In VidAngel, the Ninth Circuit rejected the notion that a technological measure "cannot serve as both an access control and a use control" while holding that the access control and rights control regimes were discrete within the statute. 869 F.3d at 864.

Employing a literal "access control" definition begs an obvious question: How restrictive must an access control be to constitute a technological measure? In an oft-repeated phrase, Congress once described circumvention as "the electronic equivalent of breaking into a locked room in order to obtain a copy of a book." Reimerdes, 111 F. Supp. 2d at 316 (S.D.N.Y. 2000) (quoting H.R. Rep. No. 105-551, at 17 (1998)). The Second Circuit has implied that section 1201(a) governs "technologies designed to prevent access to a work," characterizing technological measures as "digital walls," including encryption codes or password protections, and likening the content scrambling system at issue in Corley to a "lock on a homeowner's door, a combination of a safe, or a security device

attached to a store's products." Corley, 273 F.3d at 441, 443, 453 (emphasis mine).

Judicial rulings regarding anti-circumvention, including Corley, often address the two technological measures expressly provided for in the DMCA: "scrambled" and "encrypted" works. E.g., id. at 453 (holding that Content Scramble System ("CSS") encryption, a technology protecting motion pictures on DVDs through an algorithm scheme configured by a set of "keys," constituted an access control); accord CoxCom, Inc. v. Chaffee, 536 F.3d 101, 110 (1st Cir. 2008) (determining that a cable company's pay-per-view system, which scrambled pay-per-view programming unless a subscriber purchased the content, constituted an access control). But the definition of "circumvent a technological measure" in the DMCA suggests that scrambling and encryption are prima facie examples of technological measures (and prima facie examples of effective technological measures, at that). See 17 U.S.C. § 1201(a)(3)(A) ("to 'circumvent a technological measure' means to descramble a scrambled work, to decrypt an encrypted work, or otherwise to avoid, bypass, remove, deactivate, or impair a technological measure, without the authority of the copyright owner"). As the Reimerdes court explained, "the House Commerce Committee made clear that measures based on encryption or scrambling 'effectively control' access to copyrighted works." 111 F. Supp. 2d at 318 (citing H.R. Rep. No. 105-551 at 39 (1998)). Accordingly, courts in the Second Circuit and beyond have uniformly held that scrambling and encryption are access control measures. See Dish Network L.L.C. v. World Cable Inc., 893 F. Supp. 2d 452, 463 (E.D.N.Y. 2012) (regarding scrambling-based encryption); Paramount Pictures Corp. v. 321 Studios, 2004 WL 402756, at *1 (S.D.N.Y. Mar. 3, 2004) (regarding CSS encryption); Macrovision v. Sima Prods. Corp., 2006 WL 1063284, at *1 (S.D.N.Y. Apr. 20, 2006) (same). In my view, however, the special status accorded to scrambling and encryption in the statute suggests limits on the instructiveness of those decisions when the technological measure is neither scrambling nor encryption, which is the case in the case at bar.

********************

**Parts of the exercise**
- a) In the passage on DMCA anti-circumvention, what did Congress once describe circumvention as?
- b) Carry on the passage on DMCA anti-circumvention from its last sentence.

**Available data**
********************

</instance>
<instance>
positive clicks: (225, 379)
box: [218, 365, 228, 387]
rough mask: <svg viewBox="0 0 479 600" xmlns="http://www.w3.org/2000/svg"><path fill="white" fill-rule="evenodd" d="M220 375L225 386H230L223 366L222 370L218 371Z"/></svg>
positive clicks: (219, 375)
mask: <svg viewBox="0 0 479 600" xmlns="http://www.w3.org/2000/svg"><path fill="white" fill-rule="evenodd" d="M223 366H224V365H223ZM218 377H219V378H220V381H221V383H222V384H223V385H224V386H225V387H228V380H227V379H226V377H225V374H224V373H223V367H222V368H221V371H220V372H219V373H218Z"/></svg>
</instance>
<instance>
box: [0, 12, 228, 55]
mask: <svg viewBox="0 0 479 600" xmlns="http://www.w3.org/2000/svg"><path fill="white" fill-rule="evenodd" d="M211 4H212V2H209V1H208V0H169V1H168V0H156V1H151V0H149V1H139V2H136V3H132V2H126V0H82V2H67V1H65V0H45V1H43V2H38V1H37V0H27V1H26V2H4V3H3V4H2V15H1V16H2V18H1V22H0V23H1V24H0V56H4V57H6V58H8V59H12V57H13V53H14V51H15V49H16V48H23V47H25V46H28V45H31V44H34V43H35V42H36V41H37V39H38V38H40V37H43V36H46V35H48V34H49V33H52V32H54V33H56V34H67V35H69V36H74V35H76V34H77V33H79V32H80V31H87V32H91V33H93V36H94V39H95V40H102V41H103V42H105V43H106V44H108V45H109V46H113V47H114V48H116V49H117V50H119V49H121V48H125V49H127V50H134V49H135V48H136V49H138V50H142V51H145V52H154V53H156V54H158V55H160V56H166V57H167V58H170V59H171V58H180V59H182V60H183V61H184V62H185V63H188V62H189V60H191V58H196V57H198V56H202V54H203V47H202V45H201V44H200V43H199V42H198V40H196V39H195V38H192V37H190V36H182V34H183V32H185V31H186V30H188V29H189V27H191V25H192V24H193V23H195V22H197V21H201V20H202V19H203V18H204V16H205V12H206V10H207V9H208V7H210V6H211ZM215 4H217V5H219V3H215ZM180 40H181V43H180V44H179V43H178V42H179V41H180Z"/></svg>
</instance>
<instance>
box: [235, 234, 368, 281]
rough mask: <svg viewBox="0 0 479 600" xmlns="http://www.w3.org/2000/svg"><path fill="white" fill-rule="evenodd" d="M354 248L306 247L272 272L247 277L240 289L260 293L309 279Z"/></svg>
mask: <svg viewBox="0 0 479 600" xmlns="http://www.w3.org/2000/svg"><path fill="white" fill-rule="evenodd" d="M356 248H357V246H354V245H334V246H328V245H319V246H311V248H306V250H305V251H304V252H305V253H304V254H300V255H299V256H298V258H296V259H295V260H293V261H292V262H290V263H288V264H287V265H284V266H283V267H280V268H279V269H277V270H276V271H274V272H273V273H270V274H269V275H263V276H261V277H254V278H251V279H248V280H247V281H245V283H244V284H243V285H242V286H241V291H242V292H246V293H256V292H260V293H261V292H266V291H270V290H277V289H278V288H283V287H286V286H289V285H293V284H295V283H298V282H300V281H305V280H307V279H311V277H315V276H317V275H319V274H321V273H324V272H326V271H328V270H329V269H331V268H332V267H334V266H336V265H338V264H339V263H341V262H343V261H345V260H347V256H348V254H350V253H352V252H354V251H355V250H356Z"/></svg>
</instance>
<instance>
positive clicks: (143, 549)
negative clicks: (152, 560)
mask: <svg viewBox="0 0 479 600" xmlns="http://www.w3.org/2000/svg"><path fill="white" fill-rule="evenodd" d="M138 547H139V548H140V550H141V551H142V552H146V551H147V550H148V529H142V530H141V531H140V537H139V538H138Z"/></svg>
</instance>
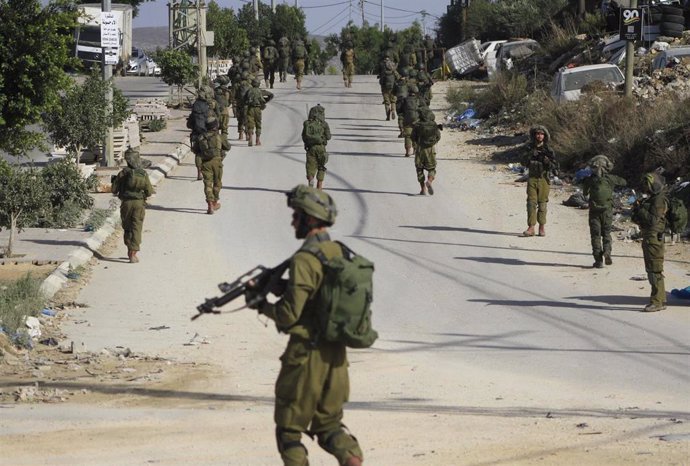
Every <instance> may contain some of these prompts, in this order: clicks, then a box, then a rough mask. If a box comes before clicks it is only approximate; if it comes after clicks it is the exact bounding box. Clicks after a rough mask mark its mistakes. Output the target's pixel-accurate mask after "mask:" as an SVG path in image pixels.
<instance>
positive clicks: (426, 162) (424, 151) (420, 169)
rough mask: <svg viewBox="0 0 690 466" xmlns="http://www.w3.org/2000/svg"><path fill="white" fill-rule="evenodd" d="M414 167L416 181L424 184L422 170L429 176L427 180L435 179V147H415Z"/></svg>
mask: <svg viewBox="0 0 690 466" xmlns="http://www.w3.org/2000/svg"><path fill="white" fill-rule="evenodd" d="M414 166H415V169H416V170H417V181H419V182H420V183H424V181H426V179H425V177H424V170H426V171H427V172H428V174H429V178H431V179H434V178H436V147H435V146H431V147H424V148H422V147H420V146H417V152H415V154H414Z"/></svg>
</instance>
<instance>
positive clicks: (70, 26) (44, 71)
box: [0, 0, 78, 156]
mask: <svg viewBox="0 0 690 466" xmlns="http://www.w3.org/2000/svg"><path fill="white" fill-rule="evenodd" d="M77 17H78V12H77V11H76V8H74V6H73V5H72V6H70V4H69V3H67V2H66V1H63V0H57V1H54V2H51V3H49V4H48V5H47V6H46V7H45V8H41V2H40V1H39V0H0V149H2V150H4V151H6V152H8V153H9V154H12V155H15V156H20V155H25V154H26V153H27V152H28V151H29V150H31V149H32V148H34V147H37V146H40V145H41V144H42V142H43V135H42V134H41V133H39V132H37V131H32V130H31V129H29V127H30V126H31V125H33V124H35V123H37V122H39V121H40V119H41V115H42V114H43V113H44V112H45V113H50V112H52V111H53V110H54V109H55V107H56V106H57V105H58V103H59V101H60V99H59V96H60V92H61V91H63V90H64V89H67V88H68V87H69V85H70V83H71V79H70V77H69V76H68V75H67V74H66V73H65V72H64V71H63V70H64V68H65V66H67V65H70V64H71V65H75V64H76V61H75V59H74V58H73V57H71V48H70V44H71V42H72V36H71V31H72V30H73V28H74V27H75V25H76V21H77Z"/></svg>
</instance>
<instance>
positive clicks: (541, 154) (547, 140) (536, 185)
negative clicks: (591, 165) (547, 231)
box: [522, 126, 558, 236]
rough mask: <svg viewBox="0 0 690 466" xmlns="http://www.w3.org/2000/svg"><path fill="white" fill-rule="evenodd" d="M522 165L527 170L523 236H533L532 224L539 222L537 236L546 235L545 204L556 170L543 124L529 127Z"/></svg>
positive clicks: (534, 233)
mask: <svg viewBox="0 0 690 466" xmlns="http://www.w3.org/2000/svg"><path fill="white" fill-rule="evenodd" d="M529 134H530V143H529V144H528V146H527V148H526V151H525V156H524V159H523V161H522V165H524V166H525V167H527V169H528V170H529V178H528V180H527V230H525V231H524V232H523V233H522V235H523V236H534V234H535V233H534V225H536V223H537V222H539V236H546V229H545V225H546V205H547V203H548V202H549V190H550V187H551V174H552V173H555V172H558V162H557V161H556V154H555V153H554V152H553V150H552V149H551V148H550V147H549V140H550V135H549V132H548V130H547V129H546V128H545V127H543V126H535V127H534V128H532V129H530V132H529Z"/></svg>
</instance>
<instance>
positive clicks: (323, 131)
mask: <svg viewBox="0 0 690 466" xmlns="http://www.w3.org/2000/svg"><path fill="white" fill-rule="evenodd" d="M303 134H304V136H303V138H302V139H303V140H304V144H305V145H306V146H307V147H311V146H322V145H324V144H326V132H325V131H324V127H323V124H322V123H321V122H320V121H319V120H316V119H314V120H307V121H305V122H304V132H303Z"/></svg>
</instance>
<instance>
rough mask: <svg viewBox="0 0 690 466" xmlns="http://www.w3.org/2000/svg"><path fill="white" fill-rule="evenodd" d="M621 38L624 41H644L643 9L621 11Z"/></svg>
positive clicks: (619, 31) (620, 9)
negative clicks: (642, 30) (642, 31)
mask: <svg viewBox="0 0 690 466" xmlns="http://www.w3.org/2000/svg"><path fill="white" fill-rule="evenodd" d="M620 15H621V17H620V31H619V33H620V37H621V39H624V40H642V9H641V8H621V9H620Z"/></svg>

********************

**Results**
- a) The electronic equivalent of breaking into a locked room in order to obtain a copy of a book.

- b)
To decide the extent of restrictiveness effected by "technological measure" other than through scrambling and encryption, I look to "the particular statutory language at issue." K Mart Corp. v. Cartier, Inc., 486 U.S. 281, 291, 108 S.Ct. 1811, 100 L.Ed.2d 313 (1988). I begin with the plain and ordinary meaning of the phrase "controls access." Merriam Webster defines control as "to exercise restraining or directing influence over" and access as "freedom or ability to obtain or make use of something." Control, MERRIAM-WEBSTER.COM, https://www.merriam-webster.com/dictionary/control (last visited August 9, 2022); Access, MERRIAM-WEBSTER.COM, https://www.merriam-webster.com/dictionary/access (last visited August 9, 2022). Taken together, the plain meaning of a measure that "controls access" to a protected work appears to be broader than a measure that "prevents" access to a copyrighted work. In the instant context, the plain meaning of the phrase "controls access" may include technical protective measures that restrain a YouTube user's freedom or ability to access the location where downloadable files are stored and download them.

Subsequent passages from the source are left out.